→ **EXERCISE AIM**
A single number is the whole answer: the tally of lines in the data below that include the word "weathered".

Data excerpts
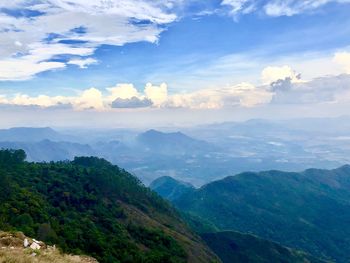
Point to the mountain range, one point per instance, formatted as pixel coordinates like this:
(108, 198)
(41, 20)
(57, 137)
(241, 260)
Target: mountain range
(308, 210)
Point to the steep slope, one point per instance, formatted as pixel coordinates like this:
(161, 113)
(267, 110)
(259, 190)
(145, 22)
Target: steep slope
(169, 188)
(28, 134)
(12, 249)
(90, 206)
(47, 151)
(233, 246)
(309, 211)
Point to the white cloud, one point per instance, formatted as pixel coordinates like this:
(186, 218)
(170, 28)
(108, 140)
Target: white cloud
(272, 74)
(157, 94)
(277, 7)
(343, 59)
(123, 91)
(82, 63)
(244, 94)
(294, 7)
(89, 99)
(32, 42)
(239, 6)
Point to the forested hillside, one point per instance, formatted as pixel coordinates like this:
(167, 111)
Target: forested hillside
(309, 211)
(90, 206)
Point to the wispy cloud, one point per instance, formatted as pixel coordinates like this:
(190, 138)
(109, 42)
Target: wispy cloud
(37, 36)
(276, 7)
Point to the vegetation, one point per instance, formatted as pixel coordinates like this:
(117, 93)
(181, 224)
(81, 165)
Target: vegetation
(169, 188)
(90, 206)
(309, 211)
(13, 251)
(236, 247)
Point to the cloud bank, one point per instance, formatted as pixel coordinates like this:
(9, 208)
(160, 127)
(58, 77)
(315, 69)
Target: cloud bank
(42, 35)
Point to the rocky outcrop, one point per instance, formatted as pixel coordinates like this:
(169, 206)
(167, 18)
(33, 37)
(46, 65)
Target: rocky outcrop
(16, 247)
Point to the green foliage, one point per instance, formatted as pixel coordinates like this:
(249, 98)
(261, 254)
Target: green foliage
(309, 211)
(236, 247)
(83, 206)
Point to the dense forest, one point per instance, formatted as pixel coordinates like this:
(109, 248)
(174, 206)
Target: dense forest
(309, 211)
(90, 206)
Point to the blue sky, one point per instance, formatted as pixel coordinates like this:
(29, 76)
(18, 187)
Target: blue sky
(194, 55)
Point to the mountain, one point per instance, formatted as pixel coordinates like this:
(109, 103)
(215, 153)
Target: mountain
(47, 150)
(171, 143)
(13, 250)
(169, 188)
(233, 246)
(89, 206)
(28, 134)
(309, 210)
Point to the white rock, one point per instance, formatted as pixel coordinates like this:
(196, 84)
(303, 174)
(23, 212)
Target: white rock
(25, 243)
(35, 245)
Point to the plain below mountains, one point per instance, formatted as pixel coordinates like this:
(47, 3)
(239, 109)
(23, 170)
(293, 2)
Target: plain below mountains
(309, 211)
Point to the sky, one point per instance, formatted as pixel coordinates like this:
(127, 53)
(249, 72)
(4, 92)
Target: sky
(136, 63)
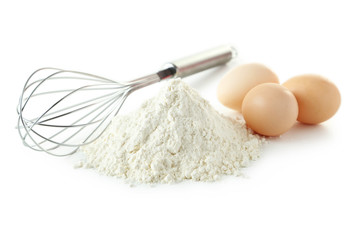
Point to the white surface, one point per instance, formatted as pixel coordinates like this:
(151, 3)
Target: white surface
(305, 186)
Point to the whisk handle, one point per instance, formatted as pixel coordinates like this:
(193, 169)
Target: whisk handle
(203, 60)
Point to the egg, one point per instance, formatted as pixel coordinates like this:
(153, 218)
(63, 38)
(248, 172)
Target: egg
(270, 109)
(236, 83)
(318, 98)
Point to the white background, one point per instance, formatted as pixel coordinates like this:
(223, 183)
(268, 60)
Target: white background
(306, 184)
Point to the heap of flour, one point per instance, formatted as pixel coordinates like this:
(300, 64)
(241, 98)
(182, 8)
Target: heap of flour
(174, 136)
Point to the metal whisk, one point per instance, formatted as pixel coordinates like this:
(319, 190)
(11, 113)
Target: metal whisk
(61, 110)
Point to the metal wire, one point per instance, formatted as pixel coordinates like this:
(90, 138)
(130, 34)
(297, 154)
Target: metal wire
(60, 120)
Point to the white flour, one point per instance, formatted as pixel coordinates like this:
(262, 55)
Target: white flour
(175, 136)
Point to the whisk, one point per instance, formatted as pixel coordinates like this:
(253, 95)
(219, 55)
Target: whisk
(61, 110)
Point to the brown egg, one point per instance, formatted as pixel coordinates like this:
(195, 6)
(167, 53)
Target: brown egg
(236, 83)
(270, 109)
(318, 98)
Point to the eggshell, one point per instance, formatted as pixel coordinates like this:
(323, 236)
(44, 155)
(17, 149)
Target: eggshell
(236, 83)
(318, 98)
(270, 109)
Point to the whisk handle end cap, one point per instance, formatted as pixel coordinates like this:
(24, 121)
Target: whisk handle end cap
(203, 60)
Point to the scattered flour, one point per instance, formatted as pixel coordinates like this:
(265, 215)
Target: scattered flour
(174, 136)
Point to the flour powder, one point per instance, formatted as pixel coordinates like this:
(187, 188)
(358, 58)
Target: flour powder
(174, 136)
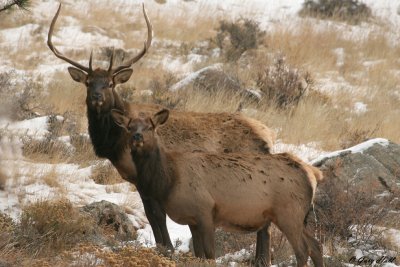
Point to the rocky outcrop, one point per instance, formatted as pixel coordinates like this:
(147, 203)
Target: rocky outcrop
(374, 164)
(111, 216)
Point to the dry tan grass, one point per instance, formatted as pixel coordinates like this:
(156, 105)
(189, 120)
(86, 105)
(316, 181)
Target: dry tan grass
(104, 173)
(50, 226)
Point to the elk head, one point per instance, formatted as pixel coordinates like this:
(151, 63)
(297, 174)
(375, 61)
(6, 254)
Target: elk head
(142, 131)
(100, 83)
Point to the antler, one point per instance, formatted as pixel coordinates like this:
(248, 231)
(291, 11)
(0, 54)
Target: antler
(146, 47)
(58, 54)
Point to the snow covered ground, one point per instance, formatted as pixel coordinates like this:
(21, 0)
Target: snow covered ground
(26, 184)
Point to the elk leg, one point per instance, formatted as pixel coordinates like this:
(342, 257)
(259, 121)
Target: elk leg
(207, 232)
(293, 228)
(197, 242)
(161, 220)
(151, 217)
(263, 246)
(314, 248)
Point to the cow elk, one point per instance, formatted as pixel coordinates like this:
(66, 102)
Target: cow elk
(236, 191)
(190, 131)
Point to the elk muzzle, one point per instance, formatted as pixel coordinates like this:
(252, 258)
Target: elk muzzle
(137, 140)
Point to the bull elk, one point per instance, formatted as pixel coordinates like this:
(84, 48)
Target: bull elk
(235, 191)
(190, 131)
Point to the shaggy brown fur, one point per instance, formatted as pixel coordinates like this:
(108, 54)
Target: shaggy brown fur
(191, 132)
(236, 191)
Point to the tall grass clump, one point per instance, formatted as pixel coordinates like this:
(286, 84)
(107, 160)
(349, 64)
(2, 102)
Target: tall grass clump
(52, 225)
(352, 11)
(235, 38)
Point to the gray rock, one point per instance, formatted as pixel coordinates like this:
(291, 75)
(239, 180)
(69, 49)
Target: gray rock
(109, 214)
(373, 165)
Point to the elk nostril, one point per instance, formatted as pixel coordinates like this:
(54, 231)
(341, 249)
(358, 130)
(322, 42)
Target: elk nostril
(137, 137)
(96, 96)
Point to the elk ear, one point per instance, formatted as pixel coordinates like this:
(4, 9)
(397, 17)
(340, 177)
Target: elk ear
(120, 119)
(122, 76)
(78, 75)
(160, 117)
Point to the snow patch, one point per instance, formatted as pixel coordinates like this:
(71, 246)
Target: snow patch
(191, 77)
(360, 107)
(360, 148)
(178, 233)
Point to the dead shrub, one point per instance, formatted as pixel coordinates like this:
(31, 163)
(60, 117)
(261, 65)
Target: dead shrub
(227, 242)
(83, 149)
(352, 137)
(49, 226)
(104, 173)
(340, 206)
(45, 149)
(160, 88)
(128, 256)
(235, 38)
(282, 85)
(352, 11)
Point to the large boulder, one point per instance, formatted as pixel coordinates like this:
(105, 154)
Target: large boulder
(374, 164)
(113, 217)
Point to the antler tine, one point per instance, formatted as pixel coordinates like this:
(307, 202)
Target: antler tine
(111, 61)
(90, 60)
(55, 51)
(146, 47)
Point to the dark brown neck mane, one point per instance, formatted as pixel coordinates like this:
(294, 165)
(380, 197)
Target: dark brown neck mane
(155, 175)
(108, 139)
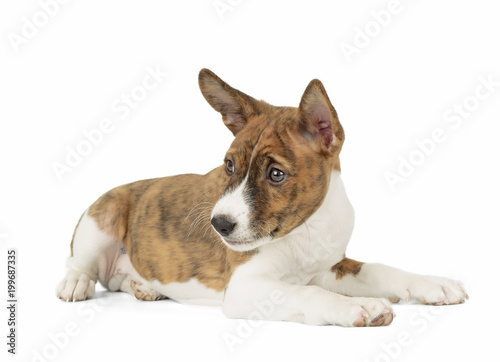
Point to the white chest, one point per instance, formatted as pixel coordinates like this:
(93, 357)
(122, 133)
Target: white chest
(315, 246)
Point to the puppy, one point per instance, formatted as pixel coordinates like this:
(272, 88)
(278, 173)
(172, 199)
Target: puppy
(264, 235)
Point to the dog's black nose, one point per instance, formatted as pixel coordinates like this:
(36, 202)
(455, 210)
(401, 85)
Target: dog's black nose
(223, 225)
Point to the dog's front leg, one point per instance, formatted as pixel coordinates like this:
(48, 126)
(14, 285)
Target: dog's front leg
(353, 278)
(265, 298)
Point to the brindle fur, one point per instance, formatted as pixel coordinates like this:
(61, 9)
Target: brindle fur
(164, 223)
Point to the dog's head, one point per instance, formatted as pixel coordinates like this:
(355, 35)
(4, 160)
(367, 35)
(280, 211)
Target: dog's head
(277, 171)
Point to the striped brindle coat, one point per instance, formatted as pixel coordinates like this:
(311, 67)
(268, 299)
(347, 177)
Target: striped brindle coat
(270, 225)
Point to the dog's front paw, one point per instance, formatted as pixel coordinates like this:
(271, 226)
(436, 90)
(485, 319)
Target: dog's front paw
(75, 287)
(363, 312)
(372, 312)
(142, 292)
(435, 291)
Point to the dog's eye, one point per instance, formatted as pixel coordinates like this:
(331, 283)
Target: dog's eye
(276, 175)
(229, 167)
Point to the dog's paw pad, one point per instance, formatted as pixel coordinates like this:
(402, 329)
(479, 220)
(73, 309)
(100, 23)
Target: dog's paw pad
(437, 291)
(374, 313)
(142, 292)
(75, 287)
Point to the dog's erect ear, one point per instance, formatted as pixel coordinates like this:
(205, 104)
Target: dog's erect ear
(318, 119)
(235, 106)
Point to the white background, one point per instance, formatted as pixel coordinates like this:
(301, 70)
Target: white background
(443, 219)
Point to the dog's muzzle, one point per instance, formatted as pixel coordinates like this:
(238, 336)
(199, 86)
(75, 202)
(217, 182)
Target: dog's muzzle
(223, 224)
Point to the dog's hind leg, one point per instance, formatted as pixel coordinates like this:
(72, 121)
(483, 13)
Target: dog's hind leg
(94, 256)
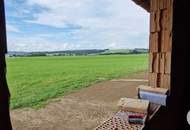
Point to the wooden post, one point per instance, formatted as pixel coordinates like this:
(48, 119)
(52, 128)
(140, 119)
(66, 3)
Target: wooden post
(174, 116)
(161, 14)
(5, 123)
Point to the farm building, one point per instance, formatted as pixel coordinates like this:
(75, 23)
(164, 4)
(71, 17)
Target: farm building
(168, 64)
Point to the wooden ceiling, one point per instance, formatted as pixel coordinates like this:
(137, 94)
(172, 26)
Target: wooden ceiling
(143, 3)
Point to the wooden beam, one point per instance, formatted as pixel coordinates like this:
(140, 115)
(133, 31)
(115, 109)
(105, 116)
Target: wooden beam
(5, 123)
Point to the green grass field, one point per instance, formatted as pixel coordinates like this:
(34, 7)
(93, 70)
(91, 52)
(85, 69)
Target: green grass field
(34, 80)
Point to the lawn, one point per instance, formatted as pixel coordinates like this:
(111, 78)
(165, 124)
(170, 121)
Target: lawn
(34, 80)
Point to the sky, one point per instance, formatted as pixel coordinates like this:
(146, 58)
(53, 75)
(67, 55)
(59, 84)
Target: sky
(55, 25)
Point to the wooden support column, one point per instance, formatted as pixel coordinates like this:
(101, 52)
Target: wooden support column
(5, 123)
(160, 44)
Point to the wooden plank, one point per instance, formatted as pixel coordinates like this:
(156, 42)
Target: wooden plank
(153, 44)
(133, 105)
(154, 62)
(164, 19)
(152, 22)
(155, 21)
(165, 81)
(166, 41)
(151, 89)
(154, 5)
(150, 62)
(153, 79)
(162, 63)
(158, 20)
(168, 63)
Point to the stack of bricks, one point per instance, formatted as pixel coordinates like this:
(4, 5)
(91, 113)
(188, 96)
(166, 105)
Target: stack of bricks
(161, 17)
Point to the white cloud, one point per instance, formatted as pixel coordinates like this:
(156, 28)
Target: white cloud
(104, 24)
(35, 44)
(12, 28)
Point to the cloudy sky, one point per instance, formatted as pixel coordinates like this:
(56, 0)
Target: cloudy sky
(49, 25)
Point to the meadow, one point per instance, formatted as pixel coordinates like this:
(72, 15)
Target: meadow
(35, 80)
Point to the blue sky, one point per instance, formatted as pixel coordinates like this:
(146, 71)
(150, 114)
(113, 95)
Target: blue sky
(53, 25)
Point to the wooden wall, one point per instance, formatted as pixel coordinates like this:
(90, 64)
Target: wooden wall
(160, 44)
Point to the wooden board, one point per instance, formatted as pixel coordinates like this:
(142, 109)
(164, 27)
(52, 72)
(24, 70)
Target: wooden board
(165, 81)
(154, 62)
(166, 41)
(133, 105)
(168, 63)
(154, 42)
(153, 77)
(162, 63)
(155, 21)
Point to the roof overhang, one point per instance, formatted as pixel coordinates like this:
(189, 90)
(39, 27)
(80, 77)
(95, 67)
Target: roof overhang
(145, 4)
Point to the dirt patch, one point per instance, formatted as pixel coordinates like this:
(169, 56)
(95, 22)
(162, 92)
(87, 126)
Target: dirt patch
(82, 110)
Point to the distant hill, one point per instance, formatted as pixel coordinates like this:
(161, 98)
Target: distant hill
(80, 52)
(125, 51)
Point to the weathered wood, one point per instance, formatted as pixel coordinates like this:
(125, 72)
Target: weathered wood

→ **RESULT OF THE TASK**
2